* DOKUMENTAUSZUG:
####################
Der Aufbau von Hamas als Alternative zur PLO und um die Bildung eines palästinensischen Staates zu verhindern, ist seit Jahrzehnten eine Politik der rechten zionistischen Likud-Partei. Sie war der Eckpfeiler der Entscheidung des damaligen israelischen Premierministers Ariel Scharon, der Likud nach dem Sturz von Netanjahus erster Regierung übernahm, sich 2005 von Gaza „zu lösen“. Der Scharon-Berater Dov Weissglas schrieb: „Dieses ganze Paket namens palästinensischer Staat ist auf unbestimmte Zeit von der Tagesordnung verschwunden.... Der Plan liefert die nötige Menge an Formaldehyd, damit es keinen politischen Prozess mit den Palästinensern geben wird.“ Als Netanjahu wieder am Ruder war, stimmte er 2018 zu, dass Katar jährlich Millionen von Dollar zur Finanzierung der Hamas-Regierung in Gaza überweist („Das Ende der Netanjahu-Doktrin“, +972 Magazine (9. Oktober).
####################
* UNTERSUCHTE DATEN:
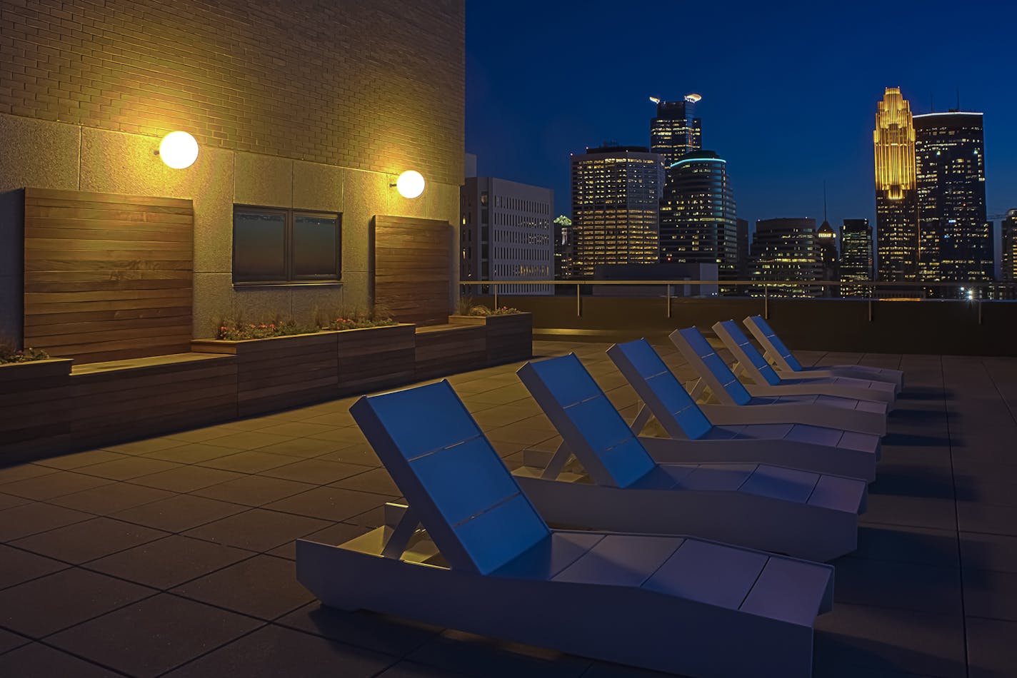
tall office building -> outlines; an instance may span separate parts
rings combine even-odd
[[[995,278],[981,118],[957,111],[914,116],[921,281]]]
[[[873,227],[868,219],[845,219],[840,227],[840,280],[842,283],[873,280]],[[868,285],[841,286],[842,297],[870,294]]]
[[[768,287],[771,297],[819,297],[822,288],[809,285],[823,280],[823,261],[816,237],[815,219],[763,219],[753,236],[752,280],[794,282]],[[762,294],[757,288],[754,294]]]
[[[1000,222],[1003,256],[1000,279],[1009,283],[1017,282],[1017,209],[1007,211],[1007,218]],[[1010,295],[1013,299],[1013,294]]]
[[[881,281],[913,281],[918,273],[915,132],[900,87],[887,87],[877,106],[876,231]]]
[[[603,145],[572,157],[574,271],[603,263],[656,263],[663,183],[660,156],[646,146]]]
[[[720,280],[735,280],[737,219],[727,162],[712,150],[694,150],[666,172],[660,201],[660,260],[716,263]]]
[[[696,94],[680,102],[651,99],[657,104],[657,117],[650,120],[650,151],[660,153],[665,167],[703,147],[703,123],[696,117],[696,104],[702,99]]]
[[[494,177],[460,189],[460,280],[547,281],[554,276],[554,191]],[[484,292],[479,286],[475,294]],[[554,294],[551,285],[499,285],[498,294]]]
[[[821,274],[823,281],[832,283],[840,282],[840,257],[837,255],[837,232],[826,221],[825,214],[820,228],[816,230],[816,246],[820,251],[820,262],[822,264]],[[834,286],[823,286],[824,297],[839,297],[840,290]]]
[[[554,280],[567,281],[573,278],[575,258],[576,239],[573,236],[572,220],[559,214],[554,220]]]

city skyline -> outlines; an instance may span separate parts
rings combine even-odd
[[[983,49],[967,57],[946,47],[921,44],[921,36],[947,8],[932,3],[920,15],[909,14],[909,24],[898,36],[915,54],[919,46],[923,49],[920,62],[902,58],[888,63],[864,50],[849,54],[836,49],[879,38],[878,26],[871,24],[863,5],[838,15],[836,30],[824,34],[823,49],[800,59],[782,39],[815,32],[823,17],[786,8],[771,8],[767,13],[735,4],[736,10],[753,18],[724,24],[726,44],[739,47],[722,50],[703,62],[682,59],[679,72],[666,59],[647,61],[660,49],[655,41],[634,43],[620,57],[614,51],[601,57],[595,50],[570,52],[563,49],[566,42],[551,40],[555,32],[569,40],[585,40],[586,36],[593,40],[593,27],[604,17],[616,20],[616,30],[650,25],[651,13],[653,24],[661,24],[666,19],[661,14],[678,12],[677,8],[655,7],[652,12],[630,8],[616,15],[603,2],[585,3],[582,12],[563,3],[542,6],[539,13],[545,20],[532,22],[526,20],[529,2],[515,3],[510,12],[497,6],[471,5],[468,24],[483,22],[496,11],[507,28],[500,35],[517,44],[550,40],[549,50],[533,57],[535,63],[540,59],[543,74],[528,75],[522,91],[495,91],[490,83],[501,79],[504,69],[515,68],[518,73],[521,62],[530,57],[520,55],[526,50],[513,50],[510,56],[497,40],[473,41],[468,32],[467,147],[478,153],[481,172],[553,188],[555,211],[567,213],[569,153],[582,152],[583,147],[605,139],[648,145],[646,121],[655,113],[649,97],[680,100],[696,91],[703,96],[696,111],[696,117],[703,120],[702,145],[729,161],[739,217],[750,223],[780,217],[818,218],[826,179],[831,224],[838,226],[845,219],[869,219],[875,224],[872,130],[876,102],[885,87],[900,86],[915,115],[931,109],[945,112],[957,107],[959,86],[960,108],[985,114],[988,212],[1004,213],[1017,206],[1017,163],[1011,160],[1017,156],[1017,131],[1006,122],[1008,111],[1017,107],[1017,96],[1002,86],[1002,74],[993,68],[1006,58],[1003,25],[1007,17],[1017,16],[1013,9],[994,10],[993,20],[986,20],[985,12],[951,15],[954,29],[977,28],[984,39],[980,41]],[[683,7],[680,11],[685,20],[701,25],[724,17],[719,8]],[[994,35],[999,39],[989,38]],[[695,54],[715,39],[709,32],[692,32],[682,41]],[[562,49],[555,50],[554,45]],[[618,77],[622,72],[624,76]],[[609,87],[602,84],[605,76]],[[510,91],[521,96],[503,96]],[[933,93],[932,104],[928,93]],[[498,110],[492,113],[493,108]],[[796,141],[810,152],[781,152],[786,147],[779,144],[782,138]],[[999,220],[995,222],[998,234]]]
####################
* ARBEITSANWEISUNG: Führe den Auszug über die Likud-Politik gegenüber der Hamas im Anschluss an seinen letzten Satz fort.

* ERGEBNIS:
Ein Jahr später, bei einem Treffen von Likud-Abgeordneten in der Knesset im März 2019, erklärte Netanjahu: „Jeder, der die Errichtung eines palästinensischen Staates vereiteln will, muss die Stärkung von Hamas und den Transfer von Geld an Hamas unterstützen.... Das ist Teil unserer Strategie – die Palästinenser in Gaza von den Palästinensern im Westjordanland zu isolieren.“ Der Ministerpräsident, der wegen dreier Korruptionsfälle angeklagt ist, vertraute seine Strategie den Ermittlern der Polizei an. Über Hamas und die Hisbollah im Libanon sagte er: „Ich führe sie in die Irre, destabilisiere sie, mache mich über sie lustig und schlage ihnen dann auf den Kopf.“ Es kann keine Einigung mit ihnen geben, sagte er, „aber wir kontrollieren die Höhe der Flammen“ („Israel kann nicht von einem kriminellen Angeklagten gemanagt werden“, Haaretz, 9. Oktober). Diesmal nicht. Der Angriff von Hamas hat Netanjahus gesamte Strategie in Flammen aufgehen lassen. ■


  1. 1. Nach den Statistiken der Vereinten Nationen wurden von 2008 bis März 2023 6.269 Palästinenser bei Zusammenstößen getötet, während 293 Israelis getötet wurden.
  2. 2. Siehe „U.S. Imperialism Hurtling Toward World War III,“ [US-Imperialismus rast auf den 3. Weltkrieg zu] The Internationalist No. 69-70, Januar-Mai 2023.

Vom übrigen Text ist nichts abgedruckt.